◆ Provided entries:
============

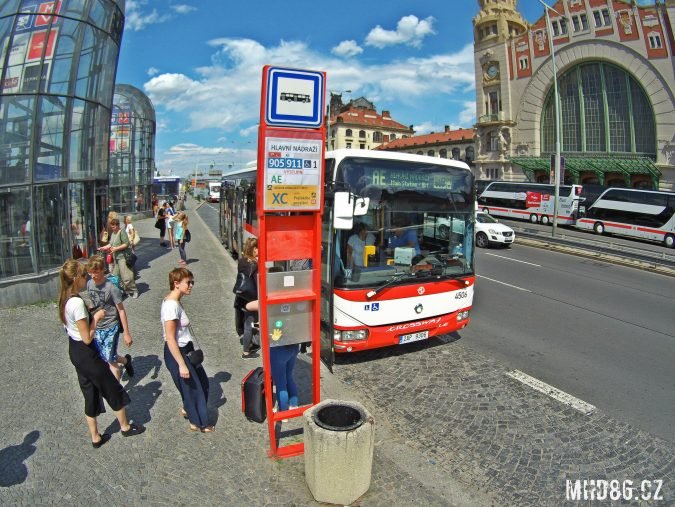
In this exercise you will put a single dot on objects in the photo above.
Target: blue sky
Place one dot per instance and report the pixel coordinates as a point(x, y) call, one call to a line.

============

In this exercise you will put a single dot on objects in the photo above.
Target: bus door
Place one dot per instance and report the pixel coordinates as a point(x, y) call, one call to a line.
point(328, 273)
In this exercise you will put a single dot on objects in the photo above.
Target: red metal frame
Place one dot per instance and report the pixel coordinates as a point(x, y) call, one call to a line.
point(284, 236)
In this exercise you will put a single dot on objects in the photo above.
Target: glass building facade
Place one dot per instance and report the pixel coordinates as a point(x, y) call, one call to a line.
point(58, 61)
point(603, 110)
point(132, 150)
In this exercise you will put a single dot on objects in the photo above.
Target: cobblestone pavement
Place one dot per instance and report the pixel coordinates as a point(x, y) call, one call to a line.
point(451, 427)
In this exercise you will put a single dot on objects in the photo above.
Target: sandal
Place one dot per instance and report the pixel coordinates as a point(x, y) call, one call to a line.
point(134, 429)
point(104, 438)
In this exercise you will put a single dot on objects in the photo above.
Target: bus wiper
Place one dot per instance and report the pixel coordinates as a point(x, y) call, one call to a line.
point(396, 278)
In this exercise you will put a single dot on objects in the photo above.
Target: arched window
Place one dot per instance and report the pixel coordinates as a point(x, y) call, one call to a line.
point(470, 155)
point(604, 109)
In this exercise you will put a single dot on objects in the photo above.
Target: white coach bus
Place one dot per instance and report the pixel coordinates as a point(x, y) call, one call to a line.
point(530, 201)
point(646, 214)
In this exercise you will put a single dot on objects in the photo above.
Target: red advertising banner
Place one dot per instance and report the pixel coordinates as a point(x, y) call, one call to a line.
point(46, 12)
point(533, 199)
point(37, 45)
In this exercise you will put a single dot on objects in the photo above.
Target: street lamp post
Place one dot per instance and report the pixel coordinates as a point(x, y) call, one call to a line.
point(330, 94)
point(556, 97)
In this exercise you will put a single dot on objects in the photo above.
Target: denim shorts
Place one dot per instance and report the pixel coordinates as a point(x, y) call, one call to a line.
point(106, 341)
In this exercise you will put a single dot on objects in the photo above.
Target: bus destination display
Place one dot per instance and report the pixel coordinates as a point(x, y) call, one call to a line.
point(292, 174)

============

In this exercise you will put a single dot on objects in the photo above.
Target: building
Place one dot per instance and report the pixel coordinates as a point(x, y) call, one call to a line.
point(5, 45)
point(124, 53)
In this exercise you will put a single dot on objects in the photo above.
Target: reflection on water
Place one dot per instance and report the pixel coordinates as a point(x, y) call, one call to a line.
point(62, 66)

============

◆ Required task: Pick out every line above that contains the string "building", with case counting, and copy each of those lines in full.

◆ Response to this exercise:
Target: glass building facade
Target: building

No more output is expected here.